How can infection in recipients of hematopoietic cell transplantation be prevented?

  • Antibiotic prophylaxis is not beneficial for patients receiving chemotherapy regimens that cause short-term neutropenia (less than or equal to 7 days) (Table II). This would include most chemotherapy regimens used in solid tumor patients. In contrast, prophylaxis should be considered in patients who are receiving more intensive chemotherapy regimens expected to cause prolonged severe neutropenia expected to last at least 7-10 days. This would include treatment regimens typically used in the management of acute leukemia and patients undergoing allogeneic hematopoietic cell transplant using intensive myeloablative conditioning, and some intensive regimens for aggressive lymphomas. The antibiotic choices are discussed in consensus guidelines.

  • Neutropenic bacterial infections: Meta-analyses of several dozen randomized trials in neutropenic patients demonstrate a reduction in bacteremia, and recently mortality with fluoroquinolone prophylaxis. Accordingly, consensus statements generally recommend consideration of quinolone prophylaxis. However, concerns remain regarding emergence of drug resistance and association with resistant organisms, such as C. difficile and VRE. This is an especially great concern in particular institutions in which these infections are common. Caution is needed and longitudinal follow up with infection control is needed since patterns of resistance may change over time.

  • HSV: Acyclovir has been demonstrated to reduce the occurrence of HSV reactivation; in seropositive patients reactivation with oral ulcerations occurs in 70%, but this can be reduced to nearly zero with prophylaxis given until time of engraftment. Resistance to this short term use has been rare.

  • Zoster: Acyclovir, now more commonly valacyclovir, for one year has been shown to reduce the risk for zoster in seropositive patients from 40% to less than 5%. It should be continued beyond one year if the patient remains on immunosuppressive therapy.

  • PCP: Prophylaxis for 6 months (or longer if still on immunosuppressive therapy) is effective in prevention of PCP. Sulfamethoxazole-trimethoprim is most effective; breakthrough infections have been noted with the alternatives.

  • Fungi: Fluconazole has been demonstrated to reduce Candida infections and improve survival in randomized trials and is generally the antifungal prophylaxis of choice. However, in patients with prior mold infection, coverage for mold pathogens is important. Voriconazole has been best studied for this. Long term prophylaxis with itraconazole, voriconazole and posaconazole to cover both yeasts and molds, has been studied, but the benefit has been less well demonstrated and routine use of these agents is not regarded as standard. However, there are certain high-risk situations where consideration for use of these agents should be given: patients transplanted for acute myelogenous leukemia, longstanding antecedent neutropenia, iron overload, the occurrence of GVHD are such situations.

Table II.
Syndrome Antibiotic/drug Dose Alternative
Neutropenic fever G-CSFLevofloxacin 5 mg/kg/d750 mg/d ciprofloxacin
HSV Acyclovir 5 mg/kg IVQ8H or 400-800 mg POQ12H valacyclovir 500 mg PO QD
Zoster Valacyclovir 500 mg PO QD Acyclovir 800 mg PO Q12H
Candida Fluconazole 200-400 mg PO or IV QD micafungin
Aspergillus Voriconazole 200 mg BID PO posaconazole, liposomal amphotericin or ABLC
PCP pneumonia sulfamethoxazole-trimethoprim 1 DS tablet PO 3-4 doses per week If allergic, dapsone, atovaquone, pentamidine

WHAT'S THE EVIDENCE for specific management and treatment recommendations?

Freifeld, AG, Bow, EJ, Sepkowitz, KA. “Clinical practice guidelines for the use of antimicrobial agents in neutropenic patients with cancer: 2010 update by the Infectious Diseases Society of America”. Clin Infect Dis. vol. 52. 2011. pp. 427-431. (IDSA Guidelines for clinicians regarding all aspects of prophylaxis and treatment of infections in patients who are neutropenic.)

Tomblyn, M, Chiller, T, Einsele, H. “Guidelines for Preventing Infectious Complications among Hematopoietic Cell Transplant Recipients: A Global Perspective”. Biol Blood Marrow Transplant. vol. 15. 2009. pp. 1143-1238. (International guidelines for prevention of infections among hematopoietic cell transplant recipients.)

YOUR INSTRUCTIONS. In the passage on preventing infection in transplant recipients, copy everything from "Syndrome Antibiotic/drug Dose" down to "and treatment recommendations?", putting "Condition" in place of "Syndrome".

GIVEN ENTRIES.
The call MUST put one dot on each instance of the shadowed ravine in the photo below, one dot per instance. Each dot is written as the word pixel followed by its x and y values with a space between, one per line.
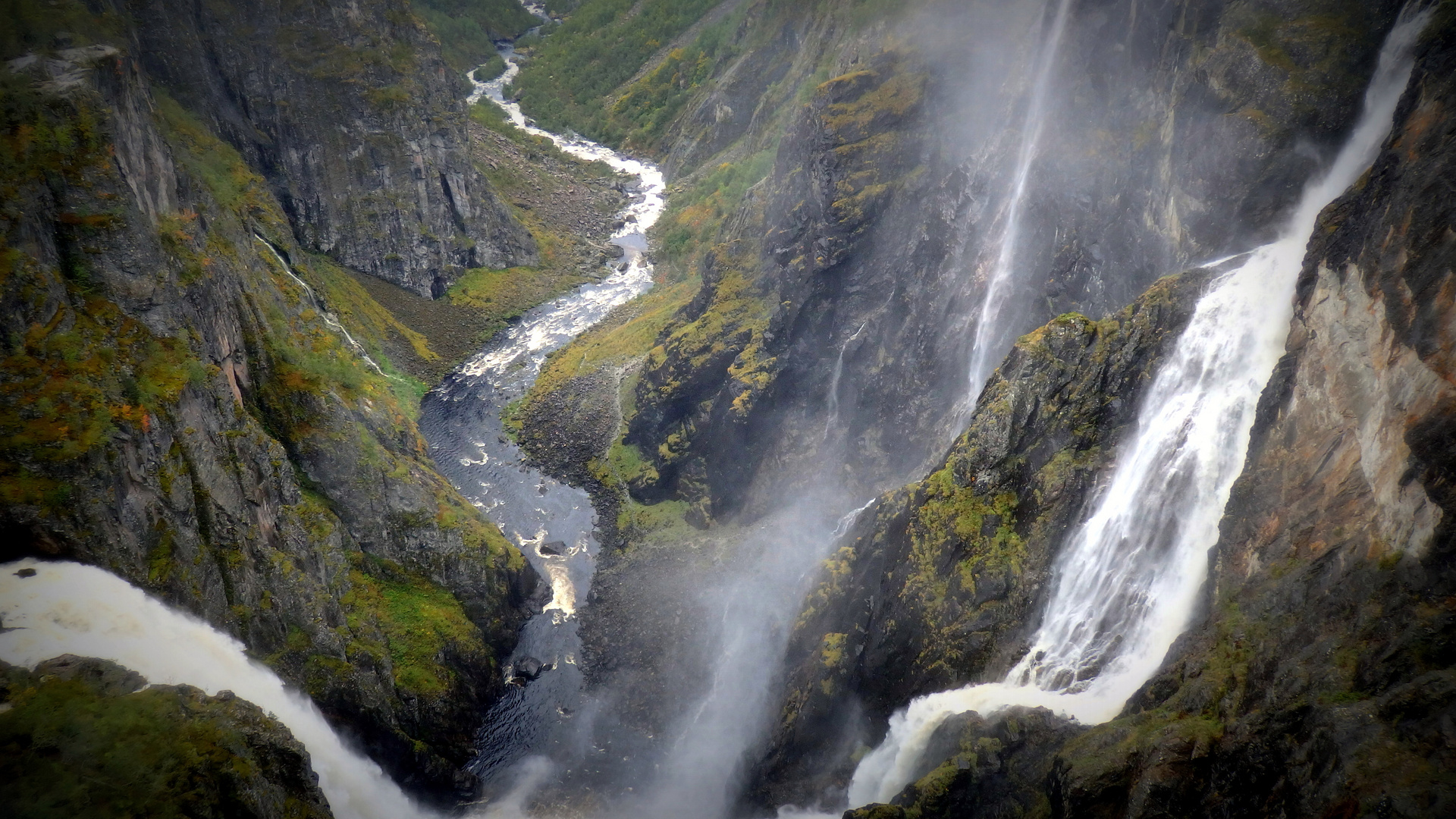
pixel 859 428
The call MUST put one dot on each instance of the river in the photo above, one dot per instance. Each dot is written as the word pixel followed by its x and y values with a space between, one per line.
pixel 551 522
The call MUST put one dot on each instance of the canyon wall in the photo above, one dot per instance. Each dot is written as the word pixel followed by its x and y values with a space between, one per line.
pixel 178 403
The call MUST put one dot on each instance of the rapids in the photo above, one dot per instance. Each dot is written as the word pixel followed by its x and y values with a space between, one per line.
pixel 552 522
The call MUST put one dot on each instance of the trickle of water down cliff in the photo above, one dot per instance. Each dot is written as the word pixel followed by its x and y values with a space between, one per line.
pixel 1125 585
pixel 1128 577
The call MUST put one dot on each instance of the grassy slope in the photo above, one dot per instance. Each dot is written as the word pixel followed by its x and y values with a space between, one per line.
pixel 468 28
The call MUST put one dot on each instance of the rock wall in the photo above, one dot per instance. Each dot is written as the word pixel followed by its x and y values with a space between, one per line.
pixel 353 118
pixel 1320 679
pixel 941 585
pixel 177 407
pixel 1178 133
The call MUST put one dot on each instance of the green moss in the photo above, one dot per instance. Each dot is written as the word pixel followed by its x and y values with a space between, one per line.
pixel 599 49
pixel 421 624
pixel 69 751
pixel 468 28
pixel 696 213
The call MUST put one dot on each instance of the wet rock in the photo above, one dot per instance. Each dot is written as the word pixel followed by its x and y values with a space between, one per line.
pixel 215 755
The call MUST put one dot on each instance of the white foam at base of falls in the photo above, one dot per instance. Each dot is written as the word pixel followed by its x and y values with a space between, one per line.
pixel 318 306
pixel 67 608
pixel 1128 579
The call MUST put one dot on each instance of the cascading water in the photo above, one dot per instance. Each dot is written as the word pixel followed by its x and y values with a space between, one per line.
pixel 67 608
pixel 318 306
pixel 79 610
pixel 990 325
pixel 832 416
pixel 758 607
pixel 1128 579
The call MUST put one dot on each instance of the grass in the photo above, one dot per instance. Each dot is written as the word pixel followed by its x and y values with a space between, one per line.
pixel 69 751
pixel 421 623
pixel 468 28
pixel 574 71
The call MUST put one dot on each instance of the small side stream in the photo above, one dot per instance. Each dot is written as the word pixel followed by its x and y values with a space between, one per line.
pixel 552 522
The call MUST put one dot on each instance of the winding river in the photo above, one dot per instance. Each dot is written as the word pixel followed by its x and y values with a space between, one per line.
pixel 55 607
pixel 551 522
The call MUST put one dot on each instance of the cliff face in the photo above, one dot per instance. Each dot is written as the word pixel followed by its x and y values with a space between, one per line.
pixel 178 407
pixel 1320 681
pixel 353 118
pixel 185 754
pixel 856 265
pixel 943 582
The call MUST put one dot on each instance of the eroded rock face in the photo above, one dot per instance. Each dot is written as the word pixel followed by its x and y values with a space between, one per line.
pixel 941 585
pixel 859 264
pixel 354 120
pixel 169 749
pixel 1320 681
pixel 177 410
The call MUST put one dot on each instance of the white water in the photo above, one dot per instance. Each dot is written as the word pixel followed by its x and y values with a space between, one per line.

...

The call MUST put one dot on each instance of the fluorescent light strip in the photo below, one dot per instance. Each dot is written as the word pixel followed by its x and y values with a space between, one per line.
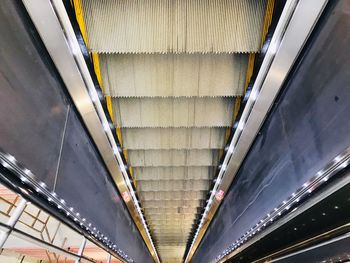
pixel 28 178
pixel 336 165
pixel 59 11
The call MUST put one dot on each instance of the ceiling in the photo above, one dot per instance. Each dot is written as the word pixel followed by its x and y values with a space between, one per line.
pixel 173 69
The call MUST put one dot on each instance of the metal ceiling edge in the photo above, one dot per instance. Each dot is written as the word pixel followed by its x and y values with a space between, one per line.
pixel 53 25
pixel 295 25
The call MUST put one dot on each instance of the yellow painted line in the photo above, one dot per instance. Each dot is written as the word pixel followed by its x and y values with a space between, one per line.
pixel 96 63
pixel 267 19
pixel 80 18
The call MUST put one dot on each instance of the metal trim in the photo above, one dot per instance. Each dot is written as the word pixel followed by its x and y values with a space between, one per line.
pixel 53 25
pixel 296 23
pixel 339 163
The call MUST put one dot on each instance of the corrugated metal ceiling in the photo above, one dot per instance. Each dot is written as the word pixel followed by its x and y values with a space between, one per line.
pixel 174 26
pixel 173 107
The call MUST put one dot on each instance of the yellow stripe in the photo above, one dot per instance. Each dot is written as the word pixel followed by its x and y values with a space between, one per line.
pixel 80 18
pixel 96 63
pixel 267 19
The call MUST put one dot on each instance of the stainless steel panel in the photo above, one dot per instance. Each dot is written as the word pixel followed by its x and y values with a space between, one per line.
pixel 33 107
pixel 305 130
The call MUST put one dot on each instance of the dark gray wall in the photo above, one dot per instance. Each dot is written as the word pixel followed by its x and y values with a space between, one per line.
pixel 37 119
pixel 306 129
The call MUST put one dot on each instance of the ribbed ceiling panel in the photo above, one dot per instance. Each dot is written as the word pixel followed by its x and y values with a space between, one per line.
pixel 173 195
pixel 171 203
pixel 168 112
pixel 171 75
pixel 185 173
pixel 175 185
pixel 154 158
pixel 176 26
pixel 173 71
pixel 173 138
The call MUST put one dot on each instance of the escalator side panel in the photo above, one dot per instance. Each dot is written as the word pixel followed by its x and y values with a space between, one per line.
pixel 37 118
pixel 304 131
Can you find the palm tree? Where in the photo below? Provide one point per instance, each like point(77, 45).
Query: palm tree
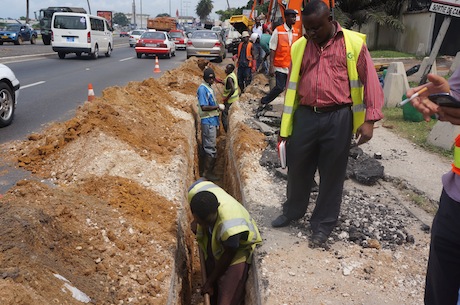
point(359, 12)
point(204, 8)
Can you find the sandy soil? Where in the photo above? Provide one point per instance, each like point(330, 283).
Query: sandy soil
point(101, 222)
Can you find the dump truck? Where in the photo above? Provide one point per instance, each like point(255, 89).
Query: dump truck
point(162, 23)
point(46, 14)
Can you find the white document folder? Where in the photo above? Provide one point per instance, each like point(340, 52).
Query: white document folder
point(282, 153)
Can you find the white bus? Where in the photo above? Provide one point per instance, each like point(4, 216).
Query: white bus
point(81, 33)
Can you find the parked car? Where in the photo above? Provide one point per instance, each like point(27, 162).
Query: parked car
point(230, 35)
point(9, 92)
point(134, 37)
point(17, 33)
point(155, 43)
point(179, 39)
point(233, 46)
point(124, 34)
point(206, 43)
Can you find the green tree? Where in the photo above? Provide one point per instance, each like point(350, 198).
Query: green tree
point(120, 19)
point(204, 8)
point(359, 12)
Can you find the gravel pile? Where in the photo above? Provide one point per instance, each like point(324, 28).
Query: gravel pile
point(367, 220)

==

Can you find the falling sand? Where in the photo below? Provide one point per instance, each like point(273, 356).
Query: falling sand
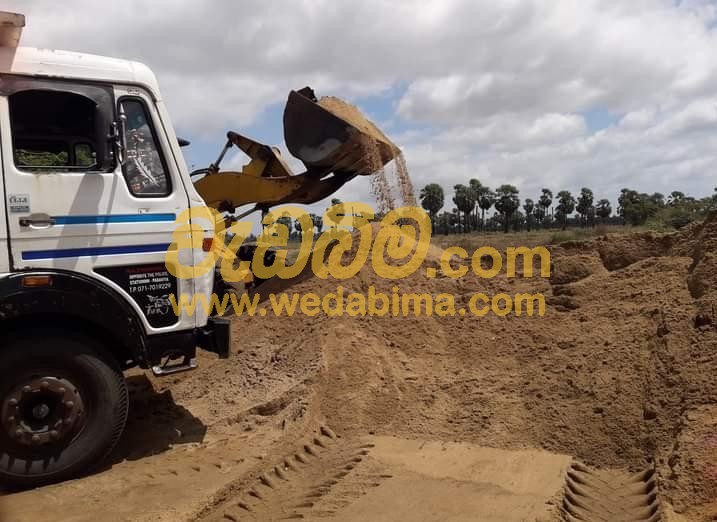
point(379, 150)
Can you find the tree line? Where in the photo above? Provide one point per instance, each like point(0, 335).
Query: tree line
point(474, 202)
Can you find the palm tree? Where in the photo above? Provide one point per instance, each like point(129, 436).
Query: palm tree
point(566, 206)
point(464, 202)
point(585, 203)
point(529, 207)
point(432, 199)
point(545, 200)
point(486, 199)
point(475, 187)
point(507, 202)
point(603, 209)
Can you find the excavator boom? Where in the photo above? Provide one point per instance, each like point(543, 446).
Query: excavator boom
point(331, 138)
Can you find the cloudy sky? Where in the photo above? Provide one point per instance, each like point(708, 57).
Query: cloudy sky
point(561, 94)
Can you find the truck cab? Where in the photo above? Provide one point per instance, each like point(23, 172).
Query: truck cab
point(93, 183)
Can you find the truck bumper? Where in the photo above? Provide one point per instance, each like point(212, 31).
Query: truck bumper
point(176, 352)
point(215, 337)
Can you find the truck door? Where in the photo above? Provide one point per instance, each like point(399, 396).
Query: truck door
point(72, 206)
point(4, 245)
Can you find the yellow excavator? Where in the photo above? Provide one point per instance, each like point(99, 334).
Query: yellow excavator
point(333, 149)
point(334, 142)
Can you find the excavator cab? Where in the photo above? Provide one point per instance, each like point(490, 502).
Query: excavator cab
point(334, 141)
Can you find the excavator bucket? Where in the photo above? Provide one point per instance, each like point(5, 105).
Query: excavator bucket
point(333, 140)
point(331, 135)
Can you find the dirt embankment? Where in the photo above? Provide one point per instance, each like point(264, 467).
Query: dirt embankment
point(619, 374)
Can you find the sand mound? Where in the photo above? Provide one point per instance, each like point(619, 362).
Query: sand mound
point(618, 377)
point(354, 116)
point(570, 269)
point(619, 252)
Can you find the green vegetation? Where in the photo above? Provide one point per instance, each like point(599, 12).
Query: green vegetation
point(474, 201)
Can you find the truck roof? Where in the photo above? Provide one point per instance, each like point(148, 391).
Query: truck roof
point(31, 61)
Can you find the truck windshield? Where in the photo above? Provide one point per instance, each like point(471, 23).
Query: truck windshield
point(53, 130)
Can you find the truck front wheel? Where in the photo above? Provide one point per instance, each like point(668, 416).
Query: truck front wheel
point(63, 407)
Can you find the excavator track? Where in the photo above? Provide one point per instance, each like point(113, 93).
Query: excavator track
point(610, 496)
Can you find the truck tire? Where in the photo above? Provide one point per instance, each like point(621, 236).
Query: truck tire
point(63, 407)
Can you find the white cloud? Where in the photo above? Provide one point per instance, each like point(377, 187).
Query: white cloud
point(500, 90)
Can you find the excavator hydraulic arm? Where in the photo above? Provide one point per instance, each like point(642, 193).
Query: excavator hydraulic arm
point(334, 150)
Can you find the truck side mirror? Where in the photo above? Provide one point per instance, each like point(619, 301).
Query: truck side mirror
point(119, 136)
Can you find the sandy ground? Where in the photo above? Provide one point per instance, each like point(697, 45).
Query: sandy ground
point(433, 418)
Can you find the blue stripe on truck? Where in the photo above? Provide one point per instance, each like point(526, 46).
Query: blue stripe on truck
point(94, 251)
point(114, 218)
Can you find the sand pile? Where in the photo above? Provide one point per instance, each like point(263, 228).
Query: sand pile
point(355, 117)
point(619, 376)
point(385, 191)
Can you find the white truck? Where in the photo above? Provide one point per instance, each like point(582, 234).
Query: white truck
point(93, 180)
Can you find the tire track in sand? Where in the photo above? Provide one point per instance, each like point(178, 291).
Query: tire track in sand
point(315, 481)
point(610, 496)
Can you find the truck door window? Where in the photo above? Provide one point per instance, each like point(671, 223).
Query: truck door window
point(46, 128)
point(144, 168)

ANSWER BELOW.
Condition Antibiotic/drug Dose Alternative
Neutropenic fever G-CSFLevofloxacin 5 mg/kg/d750 mg/d ciprofloxacin
HSV Acyclovir 5 mg/kg IVQ8H or 400-800 mg POQ12H valacyclovir 500 mg PO QD
Zoster Valacyclovir 500 mg PO QD Acyclovir 800 mg PO Q12H
Candida Fluconazole 200-400 mg PO or IV QD micafungin
Aspergillus Voriconazole 200 mg BID PO posaconazole, liposomal amphotericin or ABLC
PCP pneumonia sulfamethoxazole-trimethoprim 1 DS tablet PO 3-4 doses per week If allergic, dapsone, atovaquone, pentamidine

WHAT'S THE EVIDENCE for specific management and treatment recommendations?